__DIRECTIONS__:
A. In the Rocky Mount article, copy everything from "Nestled in the" down to "the Boyd list.", changing "inexpensive" to "affordable" wherever it appears.
B. Pick up the article on Rocky Mount as a distribution hub after its last sentence, and carry it on.

__TEXT FOR ANALYSIS__:
Nestled in the state’s rural northeast corner, Rocky Mount, North Carolina is known to many travelers as four exits on Interstate 95. Not many would imagine it being a major distribution center (DC) player. They may want to take another look.
A DC site planner could do a whole lot worse than selecting this city of 55,000 bisecting Nash and Edgecombe counties. Land is abundant and inexpensive relative to other industrial markets, resulting in significantly lower operating costs for DC occupants. At a little more than $18 million a year, Rocky Mount was the least expensive of 25 East Coast sites for pharmaceutical distribution hubs, according to a recent analysis by The Boyd Co., a distribution center site selection consultancy. The cost figure was about one-third less than similar sites in Staten Island and Farmingdale, New York, which ranked as the two most expensive on the Boyd list.
Rocky Mount’s proximity to transport arteries is more robust than the conventional wisdom might suggest. It is exactly half-way between New York City and Jacksonville, Florida. It sits just 5 miles from I-95 and U.S. Highway 64, the latter feeding Interstate 40, the east-west highway that runs into the famous Research Triangle Park, an epicenter of U.S. life sciences development. Rocky Mount is within a five-hour drive of four seaports: Norfolk, Virginia; Wilmington, North Carolina; Charleston, South Carolina; and Savannah, Georgia. It is a 90-minute drive to Raleigh-Durham International Airport and the adjacent Research Triangle Park. It is one hour from the North Carolina Global TransPark, a 2,500-acre multimodal industrial/airport site in Kinston, North Carolina.
In early 2021, eastern rail giant CSX Corp. (NYSE:CSX) will open the long-awaited “Carolina Connector” intermodal terminal in Rocky Mount. The 4-year-old project had been tabled by the late E. Hunter Harrison when he became CSX’s CEO, but was revived not long after Harrison’s December 2017 death by James Foote, his successor.
But it is in the burgeoning area of life sciences distribution that Rocky Mount may cement its name. According to estimates from real estate services giant CBRE Services (NYSE:CBRE), the “medical” subcategory held a 4.3% share of year-to-date industrial (which includes logistics) transactions of 100,000 square feet and higher. John Boyd, CEO of the company that bears his name, projected that demand for cold chain facilities to support pharmaceutical and biotech distribution will reach 70 million square feet during 2021. Much of the demand will be triggered by re-shoring of health care manufacturing to the U.S. as businesses end the over-reliance on origin-country manufacturers like China for the production of critical medical equipment.

__MATERIAL SHOWN__:
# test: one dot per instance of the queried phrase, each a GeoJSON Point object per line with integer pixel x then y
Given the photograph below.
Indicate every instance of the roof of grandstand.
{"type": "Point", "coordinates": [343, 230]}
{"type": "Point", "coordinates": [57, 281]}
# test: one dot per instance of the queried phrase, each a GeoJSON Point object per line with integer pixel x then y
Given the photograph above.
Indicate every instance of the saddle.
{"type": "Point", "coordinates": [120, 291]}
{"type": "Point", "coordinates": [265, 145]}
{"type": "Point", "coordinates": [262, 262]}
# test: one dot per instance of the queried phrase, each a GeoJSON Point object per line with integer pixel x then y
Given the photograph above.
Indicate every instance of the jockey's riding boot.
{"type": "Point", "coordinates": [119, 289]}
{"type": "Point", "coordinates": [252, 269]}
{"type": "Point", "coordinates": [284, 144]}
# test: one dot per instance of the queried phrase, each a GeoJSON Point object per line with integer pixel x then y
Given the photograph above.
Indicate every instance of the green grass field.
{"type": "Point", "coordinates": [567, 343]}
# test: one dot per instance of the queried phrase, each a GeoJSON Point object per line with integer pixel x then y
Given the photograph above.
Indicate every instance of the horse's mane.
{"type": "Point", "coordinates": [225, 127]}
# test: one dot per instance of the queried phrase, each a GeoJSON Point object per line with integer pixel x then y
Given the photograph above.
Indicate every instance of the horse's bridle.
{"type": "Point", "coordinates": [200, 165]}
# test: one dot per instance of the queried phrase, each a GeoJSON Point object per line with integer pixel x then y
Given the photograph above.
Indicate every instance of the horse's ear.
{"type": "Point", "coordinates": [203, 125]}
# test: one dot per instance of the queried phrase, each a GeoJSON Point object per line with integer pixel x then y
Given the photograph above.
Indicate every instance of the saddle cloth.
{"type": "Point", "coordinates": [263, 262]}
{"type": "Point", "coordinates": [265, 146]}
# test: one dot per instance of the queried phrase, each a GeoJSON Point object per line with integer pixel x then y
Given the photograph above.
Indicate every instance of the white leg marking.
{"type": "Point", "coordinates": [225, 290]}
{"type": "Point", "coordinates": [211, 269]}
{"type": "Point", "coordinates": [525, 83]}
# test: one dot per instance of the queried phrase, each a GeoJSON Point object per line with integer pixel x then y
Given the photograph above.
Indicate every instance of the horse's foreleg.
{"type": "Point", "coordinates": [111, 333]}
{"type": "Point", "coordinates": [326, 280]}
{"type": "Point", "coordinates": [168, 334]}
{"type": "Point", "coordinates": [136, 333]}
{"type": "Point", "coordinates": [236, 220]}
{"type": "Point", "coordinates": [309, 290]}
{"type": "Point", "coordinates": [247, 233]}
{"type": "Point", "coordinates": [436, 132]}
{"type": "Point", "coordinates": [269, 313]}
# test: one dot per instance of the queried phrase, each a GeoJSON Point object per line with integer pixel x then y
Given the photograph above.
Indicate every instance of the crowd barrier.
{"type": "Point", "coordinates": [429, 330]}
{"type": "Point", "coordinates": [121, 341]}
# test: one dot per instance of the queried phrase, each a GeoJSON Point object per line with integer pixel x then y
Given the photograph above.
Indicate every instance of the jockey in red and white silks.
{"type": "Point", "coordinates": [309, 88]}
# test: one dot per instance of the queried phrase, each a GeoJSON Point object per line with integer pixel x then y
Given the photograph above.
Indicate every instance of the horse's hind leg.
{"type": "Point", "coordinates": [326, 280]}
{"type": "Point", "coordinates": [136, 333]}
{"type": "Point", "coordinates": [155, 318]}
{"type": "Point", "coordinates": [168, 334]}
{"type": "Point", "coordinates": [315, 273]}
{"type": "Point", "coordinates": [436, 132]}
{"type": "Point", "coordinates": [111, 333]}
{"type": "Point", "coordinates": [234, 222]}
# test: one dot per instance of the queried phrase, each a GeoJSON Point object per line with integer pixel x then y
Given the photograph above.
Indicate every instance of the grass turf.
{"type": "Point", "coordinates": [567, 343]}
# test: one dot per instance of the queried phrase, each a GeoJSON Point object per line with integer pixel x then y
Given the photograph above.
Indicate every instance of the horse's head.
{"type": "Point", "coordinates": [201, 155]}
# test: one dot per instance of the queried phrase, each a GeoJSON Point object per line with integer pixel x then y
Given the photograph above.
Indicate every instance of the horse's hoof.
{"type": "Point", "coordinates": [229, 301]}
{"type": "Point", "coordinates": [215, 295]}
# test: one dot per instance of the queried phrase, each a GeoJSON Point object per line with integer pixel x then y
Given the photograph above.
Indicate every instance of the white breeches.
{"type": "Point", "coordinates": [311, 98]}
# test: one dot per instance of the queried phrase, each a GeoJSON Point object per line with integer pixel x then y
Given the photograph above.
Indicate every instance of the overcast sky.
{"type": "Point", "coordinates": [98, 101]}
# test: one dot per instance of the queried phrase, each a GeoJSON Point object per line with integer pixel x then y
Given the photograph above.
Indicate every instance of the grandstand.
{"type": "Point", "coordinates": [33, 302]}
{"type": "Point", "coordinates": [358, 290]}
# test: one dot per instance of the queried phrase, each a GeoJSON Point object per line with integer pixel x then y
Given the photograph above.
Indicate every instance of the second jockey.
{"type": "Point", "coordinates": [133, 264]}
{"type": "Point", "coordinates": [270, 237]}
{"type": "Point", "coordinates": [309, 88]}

__RESPONSES BY TASK__:
A.
Nestled in the state’s rural northeast corner, Rocky Mount, North Carolina is known to many travelers as four exits on Interstate 95. Not many would imagine it being a major distribution center (DC) player. They may want to take another look.
A DC site planner could do a whole lot worse than selecting this city of 55,000 bisecting Nash and Edgecombe counties. Land is abundant and affordable relative to other industrial markets, resulting in significantly lower operating costs for DC occupants. At a little more than $18 million a year, Rocky Mount was the least expensive of 25 East Coast sites for pharmaceutical distribution hubs, according to a recent analysis by The Boyd Co., a distribution center site selection consultancy. The cost figure was about one-third less than similar sites in Staten Island and Farmingdale, New York, which ranked as the two most expensive on the Boyd list.

B.
Drug giant Pfizer Inc. (NYSE:PFE) operates a 1.4 million-square-foot facility in Rocky Mount dedicated to manufacturing “sterile injectables,” a drug delivery system that acts as an alternative to oral drugs. The facility, touted on Pfizer’s website as one of the largest of its kind in the world, produces 400 million units a year. Nearly one-quarter of all sterile injectables used in U.S. hospitals are produced at the facility, according to website information. Rocky Mount officials expect the facility to play a role in COVID-19 vaccine development should a Pfizer vaccine be approved by the Food and Drug Administration.
In addition, Corning Inc. (NYSE:GLW), a maker of specialty glass, ceramics and technologies for advanced optics in industrial and scientific applications, is poised to open an $89 million distribution center in Edgecombe County. The facility will become one of the company’s key U.S. nodes for life sciences distribution activities, according to Rocky Mount officials.
Boyd said that Rocky Mount’s proximity to regional manufacturing and distribution hubs, combined with inexpensive real estate and access to intellectual capital, will hold it in good stead as life sciences distribution demand is surges in the next few years. Another tailwind, Boyd said, is the city’s strong pro-developer mindset.
Rocky Mount’s roots speak of anything but prosperity. The city’s history is steeped in agriculture, and despite the penetration into other industries, the region remains oriented towards the farm, Norris Tolson, president and CEO of the Carolinas Gateway partnership, a nonprofit private-public sector alliance, said in a phone interview Thursday. For years, the area had the highest unemployment rate in the state, Tolson said. Those who had jobs typically worked in agriculture and earned low wages, he added.
Once Nash and Edgecombe counties pivoted towards logistics nearly five years ago with the announcement of the CSX initiative, however, wages began to rise. Since then, more businesses across multiple industries have set up supply chain shop in Rocky Mount. As more high-paying pharmaceutical and biotech jobs appear on the landscape, wages are likely to take another, and more significant, step higher, Tolson said.